*Task*:
Reproduce the complete listing without any deviation.

*Records shown*:
=====
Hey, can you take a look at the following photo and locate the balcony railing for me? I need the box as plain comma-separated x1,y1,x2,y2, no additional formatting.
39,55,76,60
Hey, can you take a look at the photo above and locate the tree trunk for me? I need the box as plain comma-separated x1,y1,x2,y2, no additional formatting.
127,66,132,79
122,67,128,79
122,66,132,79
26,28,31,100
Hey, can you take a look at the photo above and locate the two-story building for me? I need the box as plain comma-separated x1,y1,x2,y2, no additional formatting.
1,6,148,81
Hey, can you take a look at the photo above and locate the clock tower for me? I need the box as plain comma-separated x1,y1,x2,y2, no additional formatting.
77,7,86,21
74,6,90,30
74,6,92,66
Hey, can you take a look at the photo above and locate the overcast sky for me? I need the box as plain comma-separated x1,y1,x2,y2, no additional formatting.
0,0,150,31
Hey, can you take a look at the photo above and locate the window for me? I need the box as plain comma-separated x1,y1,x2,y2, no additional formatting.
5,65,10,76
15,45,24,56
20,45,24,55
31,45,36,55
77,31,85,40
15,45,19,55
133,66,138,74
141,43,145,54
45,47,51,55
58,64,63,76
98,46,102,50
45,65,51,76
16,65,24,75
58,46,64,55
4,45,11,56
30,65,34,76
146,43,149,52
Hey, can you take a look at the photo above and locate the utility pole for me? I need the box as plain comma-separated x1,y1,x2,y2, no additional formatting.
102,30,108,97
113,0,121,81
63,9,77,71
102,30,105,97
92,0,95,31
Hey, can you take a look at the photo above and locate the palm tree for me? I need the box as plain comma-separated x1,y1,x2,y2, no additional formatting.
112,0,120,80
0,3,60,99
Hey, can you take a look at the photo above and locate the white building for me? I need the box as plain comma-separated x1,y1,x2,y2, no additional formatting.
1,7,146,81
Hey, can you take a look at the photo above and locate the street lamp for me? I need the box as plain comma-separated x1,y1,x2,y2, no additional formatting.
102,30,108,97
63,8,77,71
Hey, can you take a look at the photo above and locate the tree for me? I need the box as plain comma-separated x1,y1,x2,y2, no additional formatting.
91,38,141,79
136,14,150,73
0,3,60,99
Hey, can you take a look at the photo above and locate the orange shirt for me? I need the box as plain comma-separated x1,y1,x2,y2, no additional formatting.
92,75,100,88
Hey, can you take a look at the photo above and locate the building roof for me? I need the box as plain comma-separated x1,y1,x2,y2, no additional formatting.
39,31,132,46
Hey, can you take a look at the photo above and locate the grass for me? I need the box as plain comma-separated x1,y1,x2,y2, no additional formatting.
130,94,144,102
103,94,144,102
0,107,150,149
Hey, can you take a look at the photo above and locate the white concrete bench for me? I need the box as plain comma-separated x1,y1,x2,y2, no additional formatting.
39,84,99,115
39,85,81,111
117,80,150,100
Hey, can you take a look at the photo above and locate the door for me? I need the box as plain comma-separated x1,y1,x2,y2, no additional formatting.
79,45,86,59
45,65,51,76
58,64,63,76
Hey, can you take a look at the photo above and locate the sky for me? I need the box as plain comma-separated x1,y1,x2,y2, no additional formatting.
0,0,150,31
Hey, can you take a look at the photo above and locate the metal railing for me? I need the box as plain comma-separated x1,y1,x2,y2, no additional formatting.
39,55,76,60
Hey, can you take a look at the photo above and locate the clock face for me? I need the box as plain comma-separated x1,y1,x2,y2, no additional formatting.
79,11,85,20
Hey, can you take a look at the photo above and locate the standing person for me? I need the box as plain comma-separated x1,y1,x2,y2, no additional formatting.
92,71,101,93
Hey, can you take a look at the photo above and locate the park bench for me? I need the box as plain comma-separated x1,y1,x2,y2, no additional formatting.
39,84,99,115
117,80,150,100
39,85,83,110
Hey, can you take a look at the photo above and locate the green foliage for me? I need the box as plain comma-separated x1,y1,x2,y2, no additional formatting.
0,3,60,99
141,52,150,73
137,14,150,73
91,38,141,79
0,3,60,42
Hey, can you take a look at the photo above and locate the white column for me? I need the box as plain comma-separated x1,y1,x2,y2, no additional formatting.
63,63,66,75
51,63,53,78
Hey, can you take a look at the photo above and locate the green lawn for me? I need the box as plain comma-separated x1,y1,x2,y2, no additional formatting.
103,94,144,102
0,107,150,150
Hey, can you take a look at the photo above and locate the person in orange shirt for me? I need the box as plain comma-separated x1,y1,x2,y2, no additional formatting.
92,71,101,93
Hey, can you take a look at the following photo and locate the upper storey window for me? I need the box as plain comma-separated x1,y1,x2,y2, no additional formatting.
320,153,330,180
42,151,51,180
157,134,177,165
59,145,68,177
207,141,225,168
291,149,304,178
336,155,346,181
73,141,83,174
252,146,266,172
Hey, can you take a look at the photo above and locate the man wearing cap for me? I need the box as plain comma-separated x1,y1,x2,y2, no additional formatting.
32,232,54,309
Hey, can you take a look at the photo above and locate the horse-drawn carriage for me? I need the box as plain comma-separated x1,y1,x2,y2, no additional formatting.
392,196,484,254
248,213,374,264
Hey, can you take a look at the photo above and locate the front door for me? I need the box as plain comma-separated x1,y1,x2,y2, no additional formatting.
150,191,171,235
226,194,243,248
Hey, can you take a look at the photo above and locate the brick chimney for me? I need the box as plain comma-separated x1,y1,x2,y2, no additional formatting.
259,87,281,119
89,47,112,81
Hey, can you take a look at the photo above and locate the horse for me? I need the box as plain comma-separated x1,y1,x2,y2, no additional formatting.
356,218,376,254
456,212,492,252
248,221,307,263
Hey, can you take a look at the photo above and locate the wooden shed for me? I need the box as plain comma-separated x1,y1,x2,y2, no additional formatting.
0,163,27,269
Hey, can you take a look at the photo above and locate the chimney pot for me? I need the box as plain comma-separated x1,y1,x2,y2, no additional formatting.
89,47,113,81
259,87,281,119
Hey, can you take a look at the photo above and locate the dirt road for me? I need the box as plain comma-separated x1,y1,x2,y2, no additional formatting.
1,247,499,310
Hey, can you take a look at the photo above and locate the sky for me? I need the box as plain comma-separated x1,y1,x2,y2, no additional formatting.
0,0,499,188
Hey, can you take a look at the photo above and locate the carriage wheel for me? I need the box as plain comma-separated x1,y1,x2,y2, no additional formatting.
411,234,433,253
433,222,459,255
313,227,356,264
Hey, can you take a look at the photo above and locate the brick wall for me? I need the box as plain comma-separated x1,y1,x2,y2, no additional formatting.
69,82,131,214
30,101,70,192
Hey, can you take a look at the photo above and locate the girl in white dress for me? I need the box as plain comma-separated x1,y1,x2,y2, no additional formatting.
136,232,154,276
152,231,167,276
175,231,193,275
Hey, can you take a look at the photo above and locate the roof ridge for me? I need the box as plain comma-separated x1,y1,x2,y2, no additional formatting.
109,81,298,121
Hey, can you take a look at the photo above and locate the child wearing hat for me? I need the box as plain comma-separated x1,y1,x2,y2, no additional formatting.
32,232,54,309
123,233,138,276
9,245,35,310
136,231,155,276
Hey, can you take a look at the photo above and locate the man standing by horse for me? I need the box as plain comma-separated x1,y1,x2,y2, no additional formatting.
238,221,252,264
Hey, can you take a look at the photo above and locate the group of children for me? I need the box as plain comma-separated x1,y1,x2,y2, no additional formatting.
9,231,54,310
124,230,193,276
=====
*Your response*:
Hey, can you take a look at the following photo and locate the balcony railing for me? I need the box as plain comma-separated x1,y1,x2,y2, no additional formatting.
39,55,76,60
Hey, can you take a look at the photo above and locate the tree trunk for me? I need the box as plain comma-separated x1,y1,x2,y2, no additional formatting.
127,66,132,79
122,67,128,79
122,66,132,79
26,28,31,100
Hey, can you take a look at the photo above and locate the two-story building for me? I need the box as plain comma-separated x1,y1,x2,y2, no additional formatting.
1,6,148,81
Hey, can you take a look at the photo above and locate the clock tower for me? I need the box as plain comma-separated x1,y1,x2,y2, no additional formatting.
77,7,86,21
74,6,90,30
74,6,92,66
Hey, can you take a look at the photo above and locate the overcast sky for me? I need the box as plain comma-separated x1,y1,x2,y2, no additional formatting.
0,0,150,31
Hey, can you take a look at the photo above and locate the window for me? I need the box as plain comma-separated x1,y1,x2,y2, no additional formatting.
5,65,10,76
15,45,24,56
20,45,24,55
31,45,36,55
77,31,85,40
15,45,19,55
133,66,138,74
141,43,145,54
45,47,51,55
58,64,63,76
98,46,102,50
45,65,51,76
16,65,24,75
58,46,64,55
4,45,11,56
30,65,34,76
146,43,149,52
Hey, can you take a look at the photo above and locate the utility pole for me? I need the box as plain comma-separated x1,y1,x2,y2, no additional formatting.
102,30,108,97
113,0,121,81
63,9,77,71
102,30,105,97
92,0,95,31
Hey, can you take a look at the photo above and locate the palm tree for me? I need the box as plain comma-separated x1,y1,x2,y2, no additional formatting.
112,0,120,80
0,3,60,99
Hey, can you take a look at the photo above and locate the white building for me? I need the box as plain comma-separated x1,y1,x2,y2, no additional formatting.
1,7,146,81
Hey, can you take a look at the photo above and locate the street lamp for me? I need the box as plain comma-separated x1,y1,x2,y2, no additional formatting.
102,30,108,97
63,8,77,71
Hey, can you take a look at the photo above and locate the tree for me? I need the box as plain comma-separated x1,y1,x2,y2, no additional formatting.
91,38,141,79
136,14,150,73
0,3,60,99
Hey, can you take a look at the photo above and locate the orange shirt for me? I need the box as plain comma-separated x1,y1,x2,y2, no additional formatting.
92,75,100,88
Hey, can you take a look at the photo above and locate the building roof for me? I need the box as plain comma-separated x1,y1,x2,y2, no additional formatting.
39,31,132,46
Hey, can you take a look at the photo above and locate the grass for me? I need the box as plain comma-separated x1,y1,x2,y2, no additional formatting.
130,94,144,102
103,94,144,102
0,107,150,149
Hey, can you take a look at the photo above and locate the white concrete bench for me? I need the box as plain comma-separated x1,y1,x2,y2, no additional formatting.
39,84,99,115
39,85,81,111
117,80,150,100
Hey, can you take a look at the photo above and locate the door for me? I need the box as plain comma-separated x1,y1,x2,y2, no additional formatting.
79,45,86,59
45,65,51,76
58,64,63,76
Hey, can you take a look at the photo above and locate the sky for me? I need the box as plain comma-separated x1,y1,x2,y2, no additional formatting.
0,0,150,31
Hey, can you take a look at the photo above and locate the metal railing for me? I need the box as plain comma-separated x1,y1,x2,y2, no additional formatting.
39,55,76,60
Hey, can you take a look at the photo above and locate the clock face for me? I need the box as plain comma-separated x1,y1,x2,y2, no additional formatting.
79,11,85,20
Hey, can you take a look at the photo above and locate the standing person for me? I need the box as plain comma-separated x1,y1,x2,y2, no additional formatting.
92,71,101,93
Hey, can you take a look at the photo above and locate the park bench for me? I need the box as plain comma-separated x1,y1,x2,y2, no additional formatting.
39,84,99,115
117,80,150,100
39,85,83,110
Hey, can you take a look at the photo above and locate the green foliage for me? I need the box as plain comma-separated x1,y1,x2,y2, no additional formatting.
0,3,60,99
141,52,150,73
137,14,150,73
91,38,141,79
0,3,60,42
Hey, can you take a look at the photo above and locate the white column for me? I need the box as plain comma-separated x1,y1,x2,y2, no additional formatting.
63,63,66,75
51,63,53,78
Hey, can you take a look at the photo above and locate the green lawn for me? I need the box as plain comma-separated x1,y1,x2,y2, no additional formatting.
103,94,144,102
0,107,150,150
Hey, can you take a look at the photo above and locate the person in orange shirt for me? I need the box as plain comma-separated x1,y1,x2,y2, no additional formatting.
92,71,101,93
Hey, can you take a look at the following photo and locate the upper storey window for me? I need the box as plain comma-separated x1,y1,x2,y2, no additional formatting.
320,153,330,180
42,151,51,180
157,134,177,165
59,145,68,177
207,141,225,168
291,149,304,178
336,155,346,181
73,141,83,174
252,146,266,172
Hey, can you take a look at the photo above and locate the man wearing cap for me? I need the box as plain comma-separated x1,y1,x2,y2, no additional formatting.
32,232,54,309
Hey, can you take a look at the photo above and locate the horse-drawn carriage for me? I need the box as plain comma-separated x1,y1,x2,y2, no additional formatting.
392,196,484,254
248,213,374,264
Hey, can you take a look at the photo above and locate the front door for me? I need the box as plain comma-separated x1,y1,x2,y2, no additional formatting.
150,191,171,235
226,194,243,248
Hey, can you take a look at the photo above and locate the brick chimney for me? I need the box as plain comma-separated x1,y1,x2,y2, no additional formatting.
259,87,281,119
89,47,112,81
Hey, can you take a look at the photo above and locate the horse for me? I need the box as plain comma-separated x1,y1,x2,y2, no additional formatting.
356,218,376,254
456,212,492,252
248,221,307,263
Hey, can you take a look at the photo above and locate the wooden shed for me? I need the box as plain comma-separated x1,y1,x2,y2, no additional formatting.
0,163,27,269
Hey, can you take a look at the photo above and locate the chimney pot for me? I need the box as plain comma-separated x1,y1,x2,y2, no additional formatting.
89,47,113,81
259,87,281,119
Hey, can you take a look at the photo above and locate the dirt road for me? I need the box as plain comma-separated x1,y1,x2,y2, no additional formatting.
1,247,499,310
Hey, can you take a look at the photo above and locate the sky for me? I need the box as plain comma-separated x1,y1,x2,y2, no additional formatting.
0,0,499,188
Hey, can you take a look at the photo above and locate the carriage wheel for me? I need the box as plain comma-separated x1,y1,x2,y2, no additional formatting.
411,234,433,253
433,222,459,255
313,227,356,264
Hey, can you take a look at the photo above and locate the brick wall for me? I need the box as plain comma-separated x1,y1,x2,y2, no additional formatting.
69,82,131,214
30,101,70,192
Hey, can you take a look at the photo above and locate the girl in white dress for me? I need the box as plain comma-separated x1,y1,x2,y2, no additional formatting.
136,232,154,276
152,231,167,276
175,231,193,275
Hey, can you take a look at the photo above and locate the roof ridge for me? I need the box as plain comma-separated x1,y1,x2,y2, no additional formatting.
109,81,298,121
Hey, can you take a look at the photo above and locate the child wearing hat for me? I need the box as plain comma-separated x1,y1,x2,y2, no additional formatting.
32,232,54,309
123,233,138,276
9,245,35,310
136,231,155,276
Hey, can you take a look at the photo above and locate the man standing by horse for me? I need the box as plain comma-separated x1,y1,x2,y2, no additional formatting.
238,221,252,264
Hey, can you take a look at the photo above and locate the group of children for me? I need the box as plain comma-separated x1,y1,x2,y2, no additional formatting.
9,231,54,310
124,230,193,276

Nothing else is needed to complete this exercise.